> **REQUIRED ACTION**
Your output should be the entries below, from the first line up to and including the line with "positive clicks: (20, 520)", reproduced exactly and with no other lines.

> **INPUT RECORDS**

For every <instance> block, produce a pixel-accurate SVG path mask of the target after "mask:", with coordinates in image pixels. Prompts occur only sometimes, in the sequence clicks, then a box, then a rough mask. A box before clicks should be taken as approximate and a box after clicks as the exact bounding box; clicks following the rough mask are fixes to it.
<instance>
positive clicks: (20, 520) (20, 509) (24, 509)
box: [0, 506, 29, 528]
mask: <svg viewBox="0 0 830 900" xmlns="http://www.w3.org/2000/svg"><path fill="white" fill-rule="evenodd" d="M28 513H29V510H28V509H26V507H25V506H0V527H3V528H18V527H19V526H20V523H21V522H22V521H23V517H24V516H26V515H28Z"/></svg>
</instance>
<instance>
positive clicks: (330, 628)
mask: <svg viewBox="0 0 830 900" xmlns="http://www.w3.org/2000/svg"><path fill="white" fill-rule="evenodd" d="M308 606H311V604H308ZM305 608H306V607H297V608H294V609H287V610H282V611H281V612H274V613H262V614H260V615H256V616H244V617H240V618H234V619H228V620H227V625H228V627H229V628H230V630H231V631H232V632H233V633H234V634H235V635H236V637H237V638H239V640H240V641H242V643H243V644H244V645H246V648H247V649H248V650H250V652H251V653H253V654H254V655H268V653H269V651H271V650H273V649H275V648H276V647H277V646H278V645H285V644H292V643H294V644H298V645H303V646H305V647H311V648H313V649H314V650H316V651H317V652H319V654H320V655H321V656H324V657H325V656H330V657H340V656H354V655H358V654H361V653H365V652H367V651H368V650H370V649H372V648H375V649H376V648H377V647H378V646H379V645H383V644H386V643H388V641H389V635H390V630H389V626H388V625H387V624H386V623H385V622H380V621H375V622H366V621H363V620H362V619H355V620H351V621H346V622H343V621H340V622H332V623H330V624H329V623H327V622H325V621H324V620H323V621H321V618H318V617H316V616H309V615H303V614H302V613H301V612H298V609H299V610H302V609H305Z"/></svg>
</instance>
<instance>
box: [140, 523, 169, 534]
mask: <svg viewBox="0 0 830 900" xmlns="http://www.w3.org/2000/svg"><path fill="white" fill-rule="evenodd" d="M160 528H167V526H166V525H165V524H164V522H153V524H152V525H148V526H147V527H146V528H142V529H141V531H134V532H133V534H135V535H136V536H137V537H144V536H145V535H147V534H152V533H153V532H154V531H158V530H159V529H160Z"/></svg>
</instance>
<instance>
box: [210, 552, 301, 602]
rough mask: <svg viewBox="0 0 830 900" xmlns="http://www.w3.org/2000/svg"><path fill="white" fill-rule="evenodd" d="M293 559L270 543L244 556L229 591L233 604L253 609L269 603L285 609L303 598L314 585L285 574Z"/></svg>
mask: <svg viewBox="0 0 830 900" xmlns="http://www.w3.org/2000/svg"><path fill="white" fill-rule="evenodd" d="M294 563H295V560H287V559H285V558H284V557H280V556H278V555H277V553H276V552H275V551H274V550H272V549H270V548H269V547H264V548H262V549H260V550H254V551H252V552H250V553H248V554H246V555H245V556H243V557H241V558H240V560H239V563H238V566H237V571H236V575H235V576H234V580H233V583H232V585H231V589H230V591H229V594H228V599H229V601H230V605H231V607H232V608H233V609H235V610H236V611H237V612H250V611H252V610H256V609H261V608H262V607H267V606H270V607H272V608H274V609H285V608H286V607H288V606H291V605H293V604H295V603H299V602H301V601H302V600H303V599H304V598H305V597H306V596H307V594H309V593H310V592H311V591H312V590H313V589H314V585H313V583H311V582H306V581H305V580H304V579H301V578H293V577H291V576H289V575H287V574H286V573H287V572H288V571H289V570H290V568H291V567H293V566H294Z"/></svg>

> **SOLVED EXERCISE**
For every <instance> block, produce a pixel-accurate SVG path mask of the target after "mask:", with coordinates in image pixels. Prompts occur only sometimes, in the sequence clicks, then a box, then a rough mask. A box before clicks should be taken as approximate and a box after clicks as the exact bounding box; clicks following the rough mask are fixes to it.
<instance>
positive clicks: (20, 520) (20, 509) (24, 509)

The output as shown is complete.